==== TEXT UNDER STUDY

A bill in the Ohio state legislature that would require women who have abortions or miscarriages to designate whether they want their aborted babies buried or cremated is overwhelming a writer at left-wing Salon.
Sean Illing is beside himself to learn that “6-week old embryos are human persons with friends and family members who need closure after their death.”
“This is yet another politically motivated attack on women’s rights,” he writes. “This won’t stop abortions, but it will make life for those who need them harder.”
During an investigation into Planned Parenthood clinics in his state, Ohio Attorney General Mike DeWine found the clinics’ contract with medical waste companies that dump aborted babies into landfills.
Also, in South Carolina, an abortion clinic in Charleston and Texas-based waste management company MedSharps were fined a total of nearly $8,000 for improper disposal of fetal remains.
Gabriel Mann of NARAL Pro-Choice Ohio said there is no need for a new law overseeing the remains of aborted babies, reports WVXU.
“None of this is medically necessary,” he said. “The only reason that these bills are being introduced is because they want to try to harass abortion providers and harass women that are seeking a safe and legal procedure.”
But, how is it that abortions are “medically necessary?” Just about never, in fact.
Similarly, Danielle Craig of Planned Parenthood of Southwest Ohio said her group is always under attack by Ohio lawmakers.
“You know, each time one of these regulations are introduced, that’s more burden on the women who come in to see us and I think that’s the unfortunate part,” she said.

========
==== DATA SECTION

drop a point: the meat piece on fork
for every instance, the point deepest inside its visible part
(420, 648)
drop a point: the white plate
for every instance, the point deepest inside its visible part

========

QUESTIONS ON THE MATERIAL:
**1.** Which people are named in the article on the Ohio fetal-remains bill? List all of them.
**2.** What does the article on the Ohio fetal-remains bill say from "Gabriel Mann of" through "never, in fact."? Extract that passage word for word.
The records have nothing to do with the article on the Ohio fetal-remains bill.

TASK-BY-TASK RESULTS:
**1.** Sean Illing, Mike DeWine, Gabriel Mann, Danielle Craig

**2.**
Gabriel Mann of NARAL Pro-Choice Ohio said there is no need for a new law overseeing the remains of aborted babies, reports WVXU.
“None of this is medically necessary,” he said. “The only reason that these bills are being introduced is because they want to try to harass abortion providers and harass women that are seeking a safe and legal procedure.”
But, how is it that abortions are “medically necessary?” Just about never, in fact.